**WHAT IS REQUIRED**.
Of the lines below, copy those that hold the word "yellow".

▬▬▬

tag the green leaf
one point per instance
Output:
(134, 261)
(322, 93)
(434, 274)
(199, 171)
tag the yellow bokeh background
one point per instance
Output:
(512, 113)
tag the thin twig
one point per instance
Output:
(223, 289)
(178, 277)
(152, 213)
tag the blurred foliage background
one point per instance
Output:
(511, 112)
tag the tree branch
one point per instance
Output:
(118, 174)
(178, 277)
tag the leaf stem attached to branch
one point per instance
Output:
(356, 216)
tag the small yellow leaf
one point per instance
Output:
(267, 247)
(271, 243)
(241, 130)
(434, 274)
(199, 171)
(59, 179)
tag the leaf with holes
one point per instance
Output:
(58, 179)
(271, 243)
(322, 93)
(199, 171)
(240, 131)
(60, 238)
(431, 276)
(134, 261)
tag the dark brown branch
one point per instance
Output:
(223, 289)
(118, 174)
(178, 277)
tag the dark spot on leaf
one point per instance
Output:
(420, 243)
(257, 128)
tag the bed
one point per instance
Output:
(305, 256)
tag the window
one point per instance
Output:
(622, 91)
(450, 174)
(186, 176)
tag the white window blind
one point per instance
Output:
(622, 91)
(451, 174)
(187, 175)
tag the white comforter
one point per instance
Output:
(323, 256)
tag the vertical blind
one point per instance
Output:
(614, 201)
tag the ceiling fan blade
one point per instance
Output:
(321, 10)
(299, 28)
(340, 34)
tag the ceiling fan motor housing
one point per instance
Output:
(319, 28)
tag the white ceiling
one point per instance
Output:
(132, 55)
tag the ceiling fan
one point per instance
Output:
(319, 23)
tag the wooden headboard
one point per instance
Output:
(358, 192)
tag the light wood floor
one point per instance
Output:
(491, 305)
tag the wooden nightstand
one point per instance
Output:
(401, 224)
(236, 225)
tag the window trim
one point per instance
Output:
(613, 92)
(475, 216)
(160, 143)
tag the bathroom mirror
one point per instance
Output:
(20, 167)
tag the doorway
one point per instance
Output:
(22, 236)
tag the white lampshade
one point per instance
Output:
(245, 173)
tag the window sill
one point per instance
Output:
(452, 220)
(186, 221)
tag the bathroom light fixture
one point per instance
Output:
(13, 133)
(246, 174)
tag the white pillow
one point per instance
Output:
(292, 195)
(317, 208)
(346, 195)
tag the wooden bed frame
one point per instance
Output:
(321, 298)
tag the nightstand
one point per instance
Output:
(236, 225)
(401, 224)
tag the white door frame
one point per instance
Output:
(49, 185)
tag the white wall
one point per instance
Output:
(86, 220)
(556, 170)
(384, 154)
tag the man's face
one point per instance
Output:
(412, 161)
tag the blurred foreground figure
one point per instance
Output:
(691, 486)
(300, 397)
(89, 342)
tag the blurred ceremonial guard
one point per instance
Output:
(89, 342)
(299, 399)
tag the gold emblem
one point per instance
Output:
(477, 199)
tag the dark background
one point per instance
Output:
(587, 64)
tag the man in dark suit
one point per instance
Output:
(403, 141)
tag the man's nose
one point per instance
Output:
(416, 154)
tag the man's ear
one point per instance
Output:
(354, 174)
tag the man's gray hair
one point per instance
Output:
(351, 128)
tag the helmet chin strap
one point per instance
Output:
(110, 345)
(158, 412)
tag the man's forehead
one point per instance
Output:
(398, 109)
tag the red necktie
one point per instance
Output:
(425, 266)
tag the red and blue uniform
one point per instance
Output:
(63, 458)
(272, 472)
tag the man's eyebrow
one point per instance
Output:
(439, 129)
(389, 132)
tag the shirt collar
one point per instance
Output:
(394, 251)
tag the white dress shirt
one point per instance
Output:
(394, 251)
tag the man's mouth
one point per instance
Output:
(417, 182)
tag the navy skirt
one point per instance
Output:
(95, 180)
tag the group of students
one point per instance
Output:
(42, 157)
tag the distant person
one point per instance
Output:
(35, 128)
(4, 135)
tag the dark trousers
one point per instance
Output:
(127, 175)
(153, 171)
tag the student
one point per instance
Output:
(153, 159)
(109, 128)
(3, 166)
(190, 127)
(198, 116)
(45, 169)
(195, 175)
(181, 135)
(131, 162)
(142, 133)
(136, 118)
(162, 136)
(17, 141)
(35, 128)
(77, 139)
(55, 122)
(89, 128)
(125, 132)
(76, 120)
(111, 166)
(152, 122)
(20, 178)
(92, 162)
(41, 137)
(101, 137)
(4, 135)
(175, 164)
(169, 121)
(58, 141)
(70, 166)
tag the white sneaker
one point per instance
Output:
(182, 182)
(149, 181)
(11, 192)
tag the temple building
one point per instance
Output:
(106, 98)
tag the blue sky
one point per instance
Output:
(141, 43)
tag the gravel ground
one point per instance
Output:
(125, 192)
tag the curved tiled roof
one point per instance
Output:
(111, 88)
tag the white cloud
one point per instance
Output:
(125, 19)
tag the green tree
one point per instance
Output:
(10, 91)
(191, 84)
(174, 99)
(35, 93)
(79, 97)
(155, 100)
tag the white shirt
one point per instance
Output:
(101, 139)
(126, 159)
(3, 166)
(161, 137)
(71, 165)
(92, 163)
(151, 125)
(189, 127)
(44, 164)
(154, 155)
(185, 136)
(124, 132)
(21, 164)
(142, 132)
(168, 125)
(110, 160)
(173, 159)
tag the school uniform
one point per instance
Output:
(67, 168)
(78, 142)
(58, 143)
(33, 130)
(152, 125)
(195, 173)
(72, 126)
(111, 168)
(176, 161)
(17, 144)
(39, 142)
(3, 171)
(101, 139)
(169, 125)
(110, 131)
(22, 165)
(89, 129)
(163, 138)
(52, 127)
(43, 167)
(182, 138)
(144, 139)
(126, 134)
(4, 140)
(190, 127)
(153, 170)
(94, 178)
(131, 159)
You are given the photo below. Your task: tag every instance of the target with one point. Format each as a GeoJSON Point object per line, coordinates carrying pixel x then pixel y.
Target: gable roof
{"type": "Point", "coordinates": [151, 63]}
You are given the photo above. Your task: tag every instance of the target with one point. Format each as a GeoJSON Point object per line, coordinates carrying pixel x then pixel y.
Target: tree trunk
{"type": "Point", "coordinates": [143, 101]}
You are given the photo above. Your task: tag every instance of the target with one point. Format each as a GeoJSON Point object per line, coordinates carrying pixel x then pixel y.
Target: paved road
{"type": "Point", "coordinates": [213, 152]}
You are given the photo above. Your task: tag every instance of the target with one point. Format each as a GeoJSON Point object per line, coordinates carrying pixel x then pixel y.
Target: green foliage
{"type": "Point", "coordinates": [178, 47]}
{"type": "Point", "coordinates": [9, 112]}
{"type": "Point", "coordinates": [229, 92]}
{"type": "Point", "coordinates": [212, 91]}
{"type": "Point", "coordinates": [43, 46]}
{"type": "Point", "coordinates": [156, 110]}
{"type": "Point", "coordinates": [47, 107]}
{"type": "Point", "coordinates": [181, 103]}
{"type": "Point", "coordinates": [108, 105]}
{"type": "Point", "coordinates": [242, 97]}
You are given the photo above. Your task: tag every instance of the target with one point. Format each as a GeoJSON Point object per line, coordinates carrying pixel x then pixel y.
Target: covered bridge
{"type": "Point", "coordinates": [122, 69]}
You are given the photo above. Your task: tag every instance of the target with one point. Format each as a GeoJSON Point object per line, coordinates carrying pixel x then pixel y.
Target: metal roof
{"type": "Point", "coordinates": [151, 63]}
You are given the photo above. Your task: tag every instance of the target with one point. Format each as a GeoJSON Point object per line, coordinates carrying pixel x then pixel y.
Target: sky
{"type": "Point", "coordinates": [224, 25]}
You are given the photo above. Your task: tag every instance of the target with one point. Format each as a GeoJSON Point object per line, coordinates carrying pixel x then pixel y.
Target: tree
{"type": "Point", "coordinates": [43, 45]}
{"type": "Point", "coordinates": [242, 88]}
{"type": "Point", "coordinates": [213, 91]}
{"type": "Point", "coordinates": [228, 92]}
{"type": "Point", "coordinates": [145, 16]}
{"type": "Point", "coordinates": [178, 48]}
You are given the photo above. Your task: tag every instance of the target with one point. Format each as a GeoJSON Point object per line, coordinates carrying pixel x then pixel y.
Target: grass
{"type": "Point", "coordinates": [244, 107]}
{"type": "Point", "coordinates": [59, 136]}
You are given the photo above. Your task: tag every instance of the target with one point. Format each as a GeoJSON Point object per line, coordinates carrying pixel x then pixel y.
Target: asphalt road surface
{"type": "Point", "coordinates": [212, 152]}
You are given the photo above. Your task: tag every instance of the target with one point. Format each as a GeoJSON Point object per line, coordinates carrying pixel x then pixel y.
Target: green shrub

▬▬▬

**RESPONSE TO THIS TASK**.
tag the yellow bokeh background
tag the small yellow leaf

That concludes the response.